### [What is asked]
Count the lines in the entries below that contain the word "dresser". Reply with the number alone.

§ §

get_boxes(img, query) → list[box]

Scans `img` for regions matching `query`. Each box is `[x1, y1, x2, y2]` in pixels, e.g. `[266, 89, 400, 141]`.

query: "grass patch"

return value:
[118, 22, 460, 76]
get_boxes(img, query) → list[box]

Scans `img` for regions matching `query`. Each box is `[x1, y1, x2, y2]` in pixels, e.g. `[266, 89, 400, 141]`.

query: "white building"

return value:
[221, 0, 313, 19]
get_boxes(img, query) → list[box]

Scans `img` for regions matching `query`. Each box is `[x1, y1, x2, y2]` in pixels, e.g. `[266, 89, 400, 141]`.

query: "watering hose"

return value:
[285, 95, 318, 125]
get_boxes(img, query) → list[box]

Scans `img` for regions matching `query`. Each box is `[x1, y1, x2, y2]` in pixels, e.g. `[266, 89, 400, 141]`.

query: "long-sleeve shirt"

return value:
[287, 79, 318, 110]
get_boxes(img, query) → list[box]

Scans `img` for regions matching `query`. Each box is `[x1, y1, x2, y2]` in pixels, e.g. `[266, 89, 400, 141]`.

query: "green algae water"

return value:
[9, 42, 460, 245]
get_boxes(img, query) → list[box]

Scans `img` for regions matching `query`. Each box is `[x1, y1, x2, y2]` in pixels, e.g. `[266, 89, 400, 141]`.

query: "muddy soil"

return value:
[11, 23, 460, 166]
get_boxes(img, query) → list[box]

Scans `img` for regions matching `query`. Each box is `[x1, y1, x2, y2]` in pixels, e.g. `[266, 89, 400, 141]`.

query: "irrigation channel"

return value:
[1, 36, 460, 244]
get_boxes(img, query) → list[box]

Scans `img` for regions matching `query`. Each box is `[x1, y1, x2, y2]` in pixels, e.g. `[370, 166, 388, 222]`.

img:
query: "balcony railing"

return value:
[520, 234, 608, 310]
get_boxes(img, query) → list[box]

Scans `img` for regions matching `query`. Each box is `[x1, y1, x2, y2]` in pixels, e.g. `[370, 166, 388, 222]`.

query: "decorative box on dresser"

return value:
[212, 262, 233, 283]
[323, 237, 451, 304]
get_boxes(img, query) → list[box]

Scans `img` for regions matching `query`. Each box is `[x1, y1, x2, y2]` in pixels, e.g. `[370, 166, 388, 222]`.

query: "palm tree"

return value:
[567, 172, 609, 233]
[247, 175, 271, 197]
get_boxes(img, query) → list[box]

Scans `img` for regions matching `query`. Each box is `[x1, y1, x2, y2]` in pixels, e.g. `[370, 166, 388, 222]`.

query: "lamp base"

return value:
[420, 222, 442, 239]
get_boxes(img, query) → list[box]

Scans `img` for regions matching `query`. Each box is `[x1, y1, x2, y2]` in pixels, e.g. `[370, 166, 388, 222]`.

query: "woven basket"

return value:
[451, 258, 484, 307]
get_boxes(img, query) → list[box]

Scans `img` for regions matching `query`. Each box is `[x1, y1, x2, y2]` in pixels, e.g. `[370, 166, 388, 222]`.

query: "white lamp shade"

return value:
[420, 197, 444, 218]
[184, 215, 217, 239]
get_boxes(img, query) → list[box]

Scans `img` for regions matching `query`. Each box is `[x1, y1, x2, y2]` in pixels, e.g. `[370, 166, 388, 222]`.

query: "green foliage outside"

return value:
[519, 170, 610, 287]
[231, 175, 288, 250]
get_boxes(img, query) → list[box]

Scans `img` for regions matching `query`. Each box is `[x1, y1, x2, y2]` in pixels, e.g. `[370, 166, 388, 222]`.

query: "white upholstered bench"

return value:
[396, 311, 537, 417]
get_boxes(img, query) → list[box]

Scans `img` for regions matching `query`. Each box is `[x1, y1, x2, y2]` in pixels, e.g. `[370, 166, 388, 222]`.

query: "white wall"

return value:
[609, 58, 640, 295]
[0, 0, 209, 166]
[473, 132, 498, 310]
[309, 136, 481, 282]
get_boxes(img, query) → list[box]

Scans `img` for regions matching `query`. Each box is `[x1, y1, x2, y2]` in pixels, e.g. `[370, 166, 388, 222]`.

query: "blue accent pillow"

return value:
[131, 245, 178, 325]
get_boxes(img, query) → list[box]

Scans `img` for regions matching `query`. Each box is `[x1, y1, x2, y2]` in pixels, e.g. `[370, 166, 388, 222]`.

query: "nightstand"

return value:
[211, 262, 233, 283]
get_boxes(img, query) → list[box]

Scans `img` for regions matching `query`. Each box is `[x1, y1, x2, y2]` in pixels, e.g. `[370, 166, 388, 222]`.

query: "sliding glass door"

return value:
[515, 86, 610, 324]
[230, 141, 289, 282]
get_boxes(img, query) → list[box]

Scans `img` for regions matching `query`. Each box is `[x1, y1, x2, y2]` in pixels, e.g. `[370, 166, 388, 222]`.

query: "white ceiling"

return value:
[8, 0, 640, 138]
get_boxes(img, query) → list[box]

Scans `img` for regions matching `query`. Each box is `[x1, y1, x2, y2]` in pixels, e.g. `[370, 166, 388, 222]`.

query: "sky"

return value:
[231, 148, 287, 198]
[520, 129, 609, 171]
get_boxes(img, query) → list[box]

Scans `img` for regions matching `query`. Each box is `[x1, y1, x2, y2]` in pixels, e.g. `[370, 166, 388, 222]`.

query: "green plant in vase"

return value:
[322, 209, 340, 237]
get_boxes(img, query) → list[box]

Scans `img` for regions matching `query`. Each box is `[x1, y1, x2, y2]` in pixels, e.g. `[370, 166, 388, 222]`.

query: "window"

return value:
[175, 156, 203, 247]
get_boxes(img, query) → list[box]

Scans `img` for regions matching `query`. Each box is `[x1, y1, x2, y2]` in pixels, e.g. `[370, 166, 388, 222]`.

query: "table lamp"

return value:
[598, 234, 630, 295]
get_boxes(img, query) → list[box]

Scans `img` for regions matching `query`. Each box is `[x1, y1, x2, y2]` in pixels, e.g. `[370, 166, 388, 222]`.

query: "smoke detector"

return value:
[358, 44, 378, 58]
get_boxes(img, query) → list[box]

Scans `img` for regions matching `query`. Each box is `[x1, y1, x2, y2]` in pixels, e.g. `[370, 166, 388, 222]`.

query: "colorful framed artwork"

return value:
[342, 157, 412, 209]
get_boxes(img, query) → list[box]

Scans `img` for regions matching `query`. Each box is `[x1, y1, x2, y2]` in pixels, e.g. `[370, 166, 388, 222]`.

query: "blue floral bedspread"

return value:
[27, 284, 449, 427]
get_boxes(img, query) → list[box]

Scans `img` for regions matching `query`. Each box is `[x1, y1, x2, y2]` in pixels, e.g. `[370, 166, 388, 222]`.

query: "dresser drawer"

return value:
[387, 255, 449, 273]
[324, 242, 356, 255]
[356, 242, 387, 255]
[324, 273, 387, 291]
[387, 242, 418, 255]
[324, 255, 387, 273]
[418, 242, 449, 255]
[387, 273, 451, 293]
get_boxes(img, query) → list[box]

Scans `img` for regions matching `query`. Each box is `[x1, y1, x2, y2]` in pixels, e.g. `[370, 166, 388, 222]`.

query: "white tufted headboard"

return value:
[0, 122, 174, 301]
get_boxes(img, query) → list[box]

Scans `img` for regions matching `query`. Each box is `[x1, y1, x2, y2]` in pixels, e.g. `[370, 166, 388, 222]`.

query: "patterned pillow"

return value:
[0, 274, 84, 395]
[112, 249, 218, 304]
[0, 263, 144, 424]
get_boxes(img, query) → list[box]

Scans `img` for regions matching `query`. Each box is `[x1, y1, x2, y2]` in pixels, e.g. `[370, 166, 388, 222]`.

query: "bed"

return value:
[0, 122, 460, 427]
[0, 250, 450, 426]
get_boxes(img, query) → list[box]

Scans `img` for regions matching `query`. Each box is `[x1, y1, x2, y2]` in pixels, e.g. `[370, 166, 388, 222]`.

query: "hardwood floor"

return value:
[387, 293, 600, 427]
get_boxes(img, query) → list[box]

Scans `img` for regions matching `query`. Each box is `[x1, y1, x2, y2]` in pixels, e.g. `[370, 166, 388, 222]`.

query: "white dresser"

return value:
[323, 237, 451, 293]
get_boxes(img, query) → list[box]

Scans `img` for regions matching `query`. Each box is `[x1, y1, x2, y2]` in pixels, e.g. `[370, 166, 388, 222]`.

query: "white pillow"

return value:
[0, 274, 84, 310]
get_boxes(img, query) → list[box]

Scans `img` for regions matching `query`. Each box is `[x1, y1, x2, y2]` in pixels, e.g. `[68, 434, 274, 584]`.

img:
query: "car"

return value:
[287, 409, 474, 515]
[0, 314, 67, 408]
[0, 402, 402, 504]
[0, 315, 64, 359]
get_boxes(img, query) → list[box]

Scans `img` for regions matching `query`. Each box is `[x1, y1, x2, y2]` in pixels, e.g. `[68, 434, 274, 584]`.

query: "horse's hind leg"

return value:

§ §

### [Problem solution]
3